### Texto de origen:
⟨

Buen martes a todos,
No tenía planeado hablar de esto, pero la inspiración me ha hecho cambiar de tema. Y digo inspiración, cuando posiblemente lo que quiero decir es envidia. El sábado pasado se compartió por redes sociales una cantidad innumerable de fotografías de auroras boreales en sitios donde no es habitual verlas. En España se compartieron muchas fotos impresionantes y, si bien muchas de esas instantáneas contaban con una alta exposición, no niega la realidad: las auroras boreales fueron visibles en latitudes anormalmente bajas.

⟩

### Conjunto de tareas:
1/ ¿Qué día se compartieron en redes sociales tantas fotos de auroras boreales, según el texto sobre las auroras boreales?
2/ Sigue escribiendo el texto sobre las auroras boreales desde donde termina.

### Bloque de datos:

⟨

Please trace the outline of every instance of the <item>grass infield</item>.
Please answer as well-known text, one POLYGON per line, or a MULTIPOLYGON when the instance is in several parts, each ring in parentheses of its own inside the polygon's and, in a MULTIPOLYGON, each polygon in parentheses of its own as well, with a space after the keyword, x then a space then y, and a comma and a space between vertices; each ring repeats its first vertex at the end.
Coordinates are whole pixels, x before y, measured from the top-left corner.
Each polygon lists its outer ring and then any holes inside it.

⟩

### Tareas resueltas:
1/ El sábado pasado.

2/
Esto automáticamente me remontó a una espinita que tengo clavada desde hace tiempo. En 2015, decidí con unos amigos ir a visitar a Islandia a principios de primavera. La idea era buscar el equilibrio entre la posibilidad de ver una aurora boreal, pero también tener la suficiente luz diurna como para poder disfrutar del país y su naturaleza. Sonaba maravilloso en nuestra cabeza, pero la realidad es que con los vuelos ya comprados nos percatamos de que íbamos a visitar un país aún cubierto de hielo y nieve1. Nos constaba que era poco probable disfrutar de una aurora boreal, pero estaba dentro de lo posible. Así que planificamos varias noches en cabañas en medio de ningún lugar, para que la contaminación lumínica no fuera un problema. No fuimos lo suficiente listos como para planificar el viaje en luna nueva, cuando los cielos son mucho más oscuros, pero sí que monitorizamos día a día la nubosidad de los cielos y el índice geomagnético K.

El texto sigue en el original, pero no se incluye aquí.